→ **Written request**
Return each of the records below word for word, with every line unchanged.

==========

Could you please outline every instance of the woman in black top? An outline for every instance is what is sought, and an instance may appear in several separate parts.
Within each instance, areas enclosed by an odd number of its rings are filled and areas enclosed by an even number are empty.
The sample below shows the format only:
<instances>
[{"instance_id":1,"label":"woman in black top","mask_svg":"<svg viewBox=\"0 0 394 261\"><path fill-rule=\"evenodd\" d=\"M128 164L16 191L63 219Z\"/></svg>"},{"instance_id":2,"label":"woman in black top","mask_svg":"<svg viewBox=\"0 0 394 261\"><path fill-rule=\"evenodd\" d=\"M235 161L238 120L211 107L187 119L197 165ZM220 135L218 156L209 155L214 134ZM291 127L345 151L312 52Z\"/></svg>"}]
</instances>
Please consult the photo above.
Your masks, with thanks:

==========

→ **Solution below**
Could you please outline every instance of the woman in black top? An outline for every instance is what is sought, and an instance may appear in several separate parts.
Within each instance, areas enclosed by an odd number of its rings are filled and areas enclosed by an even number are empty.
The sample below shows the format only:
<instances>
[{"instance_id":1,"label":"woman in black top","mask_svg":"<svg viewBox=\"0 0 394 261\"><path fill-rule=\"evenodd\" d=\"M128 164L16 191L63 219Z\"/></svg>"},{"instance_id":2,"label":"woman in black top","mask_svg":"<svg viewBox=\"0 0 394 261\"><path fill-rule=\"evenodd\" d=\"M235 161L238 120L211 107L187 119L197 165ZM220 135L218 156L209 155L214 134ZM291 127L345 151L312 52Z\"/></svg>"}]
</instances>
Please consult the photo above.
Your masks, with thanks:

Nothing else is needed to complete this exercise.